VOTRE OBJECTIF
Recopiez fidèlement les entrées, en partant de la ligne qui contient « Target: wine glass » et en poursuivant jusqu'à la dernière entrée, ces deux limites incluses. Ne reprenez pas les images dans votre réponse.

===

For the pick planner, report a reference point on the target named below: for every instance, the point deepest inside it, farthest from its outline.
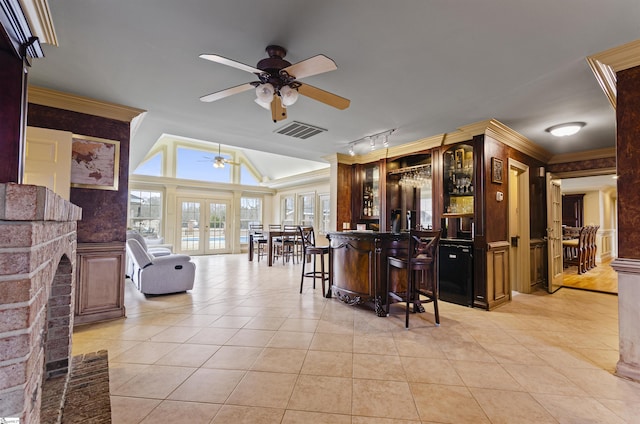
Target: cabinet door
(100, 282)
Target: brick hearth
(37, 274)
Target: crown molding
(609, 152)
(490, 127)
(312, 177)
(74, 103)
(39, 16)
(500, 132)
(605, 65)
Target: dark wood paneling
(628, 154)
(582, 165)
(104, 212)
(343, 210)
(498, 212)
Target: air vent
(299, 130)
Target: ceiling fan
(219, 161)
(279, 78)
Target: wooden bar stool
(309, 251)
(422, 259)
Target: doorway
(519, 232)
(204, 229)
(597, 205)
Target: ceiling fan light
(564, 130)
(289, 95)
(266, 105)
(264, 92)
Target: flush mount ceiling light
(563, 130)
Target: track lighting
(372, 140)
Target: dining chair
(421, 260)
(259, 240)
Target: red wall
(104, 212)
(11, 76)
(628, 157)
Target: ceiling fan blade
(278, 113)
(233, 63)
(313, 66)
(324, 96)
(226, 93)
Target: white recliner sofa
(154, 251)
(160, 275)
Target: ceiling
(420, 67)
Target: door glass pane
(217, 226)
(190, 238)
(287, 210)
(250, 213)
(307, 208)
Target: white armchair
(159, 275)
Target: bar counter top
(358, 265)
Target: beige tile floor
(245, 347)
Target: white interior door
(554, 233)
(204, 229)
(48, 160)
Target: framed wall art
(497, 170)
(94, 162)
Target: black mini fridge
(456, 272)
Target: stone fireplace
(37, 275)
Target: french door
(204, 229)
(554, 233)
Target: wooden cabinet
(573, 210)
(99, 282)
(458, 190)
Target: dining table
(271, 236)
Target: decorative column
(628, 263)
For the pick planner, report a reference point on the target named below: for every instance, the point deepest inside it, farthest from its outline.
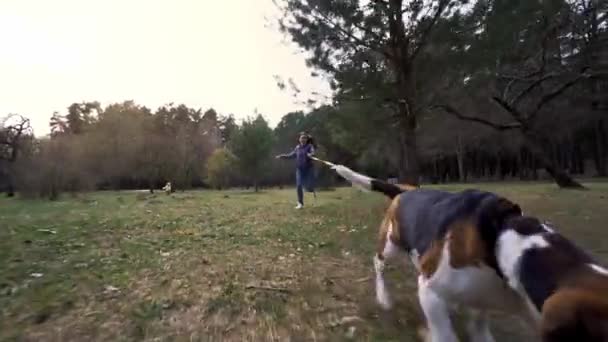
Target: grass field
(233, 266)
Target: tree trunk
(409, 169)
(460, 160)
(561, 177)
(600, 148)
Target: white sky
(204, 53)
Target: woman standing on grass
(304, 167)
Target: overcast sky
(203, 53)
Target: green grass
(206, 265)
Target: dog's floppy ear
(493, 213)
(505, 208)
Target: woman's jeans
(304, 179)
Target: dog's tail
(371, 184)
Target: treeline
(526, 79)
(425, 91)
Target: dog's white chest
(478, 287)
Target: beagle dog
(477, 250)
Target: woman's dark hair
(310, 139)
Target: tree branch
(511, 110)
(499, 127)
(516, 99)
(426, 32)
(555, 93)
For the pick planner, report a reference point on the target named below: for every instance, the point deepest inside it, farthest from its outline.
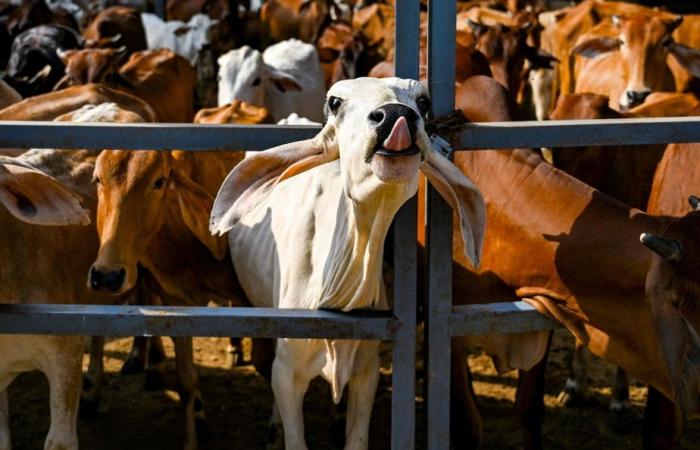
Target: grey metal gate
(442, 321)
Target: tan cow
(46, 187)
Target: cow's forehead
(377, 91)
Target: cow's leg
(5, 441)
(63, 370)
(136, 360)
(362, 388)
(235, 349)
(572, 395)
(465, 421)
(621, 413)
(190, 397)
(155, 364)
(659, 429)
(529, 401)
(93, 379)
(289, 386)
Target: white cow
(287, 78)
(307, 223)
(185, 39)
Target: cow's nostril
(376, 116)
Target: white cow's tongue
(399, 138)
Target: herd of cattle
(304, 224)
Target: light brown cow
(53, 104)
(563, 225)
(169, 248)
(627, 60)
(163, 79)
(46, 187)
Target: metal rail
(492, 135)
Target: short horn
(694, 202)
(668, 249)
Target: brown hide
(163, 79)
(53, 104)
(286, 19)
(618, 59)
(113, 22)
(624, 172)
(543, 227)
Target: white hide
(315, 239)
(287, 78)
(296, 119)
(185, 39)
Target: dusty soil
(237, 403)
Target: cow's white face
(379, 128)
(241, 77)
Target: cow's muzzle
(395, 126)
(110, 281)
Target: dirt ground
(237, 403)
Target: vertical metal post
(441, 76)
(160, 8)
(403, 408)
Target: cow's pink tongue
(399, 138)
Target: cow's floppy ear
(195, 206)
(284, 82)
(464, 198)
(254, 178)
(593, 48)
(687, 57)
(34, 197)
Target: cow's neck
(352, 278)
(555, 232)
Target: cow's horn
(668, 249)
(694, 202)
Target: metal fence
(442, 320)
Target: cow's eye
(159, 183)
(423, 103)
(334, 104)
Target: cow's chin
(395, 169)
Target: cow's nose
(111, 280)
(384, 118)
(637, 97)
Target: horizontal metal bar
(151, 136)
(506, 317)
(560, 133)
(112, 320)
(576, 133)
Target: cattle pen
(442, 320)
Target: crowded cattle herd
(602, 240)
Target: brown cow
(563, 225)
(46, 187)
(626, 60)
(287, 19)
(181, 262)
(117, 26)
(54, 104)
(162, 78)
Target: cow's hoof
(623, 418)
(275, 437)
(154, 380)
(132, 366)
(88, 408)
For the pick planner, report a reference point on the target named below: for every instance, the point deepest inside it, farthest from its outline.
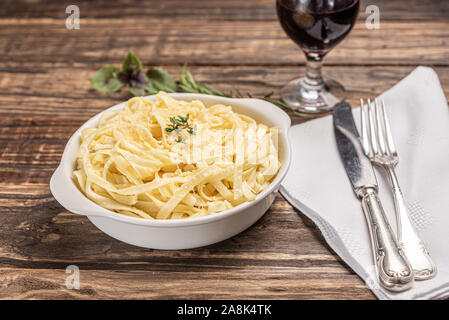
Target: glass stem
(313, 73)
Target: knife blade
(392, 267)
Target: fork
(378, 145)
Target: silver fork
(378, 145)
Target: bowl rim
(105, 213)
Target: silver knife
(392, 267)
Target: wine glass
(316, 26)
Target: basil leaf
(138, 92)
(161, 79)
(150, 89)
(132, 63)
(105, 80)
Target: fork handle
(416, 252)
(393, 269)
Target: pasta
(172, 159)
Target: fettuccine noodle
(133, 165)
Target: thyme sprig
(178, 123)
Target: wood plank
(141, 284)
(211, 10)
(168, 41)
(35, 99)
(39, 240)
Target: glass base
(312, 99)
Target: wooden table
(45, 96)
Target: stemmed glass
(316, 26)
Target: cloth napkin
(317, 185)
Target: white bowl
(182, 233)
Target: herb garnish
(178, 123)
(111, 79)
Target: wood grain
(212, 10)
(178, 41)
(45, 96)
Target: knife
(392, 267)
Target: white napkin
(317, 184)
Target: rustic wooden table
(45, 96)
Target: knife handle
(393, 269)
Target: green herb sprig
(110, 79)
(177, 124)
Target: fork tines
(375, 129)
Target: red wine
(317, 25)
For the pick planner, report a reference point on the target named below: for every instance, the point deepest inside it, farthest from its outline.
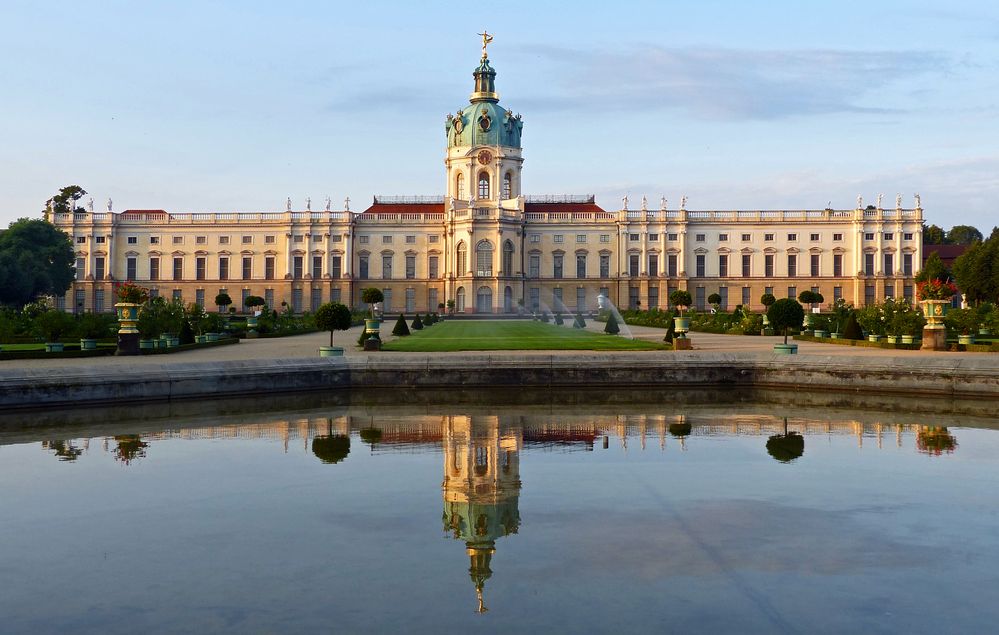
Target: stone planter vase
(128, 317)
(935, 310)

===

RÉPONSE COMPLÈTE
Target: wine glass
(316, 26)
Target: basil leaf
(138, 92)
(161, 79)
(150, 89)
(132, 63)
(105, 80)
Target: fork handle
(416, 252)
(393, 269)
Target: pasta
(172, 159)
Target: fettuccine noodle
(133, 165)
Target: thyme sprig
(178, 123)
Target: wood plank
(141, 284)
(211, 10)
(168, 41)
(35, 99)
(39, 240)
Target: glass base
(312, 99)
Target: wooden table
(45, 96)
Target: stemmed glass
(316, 26)
Target: cloth napkin
(317, 185)
Target: white bowl
(182, 233)
Target: herb garnish
(178, 123)
(111, 79)
Target: wood grain
(212, 10)
(178, 41)
(45, 96)
Target: knife
(392, 267)
Target: white napkin
(317, 184)
Target: rustic wooden table
(45, 96)
Target: knife handle
(393, 269)
Target: green herb sprig
(110, 79)
(177, 124)
Target: fork tines
(375, 129)
Target: red wine
(317, 25)
For the pick planner, report a reference point on the target named below: for every instance, the point deepest inside it, farthest from its outline.
Target: stone planter vase
(128, 317)
(935, 310)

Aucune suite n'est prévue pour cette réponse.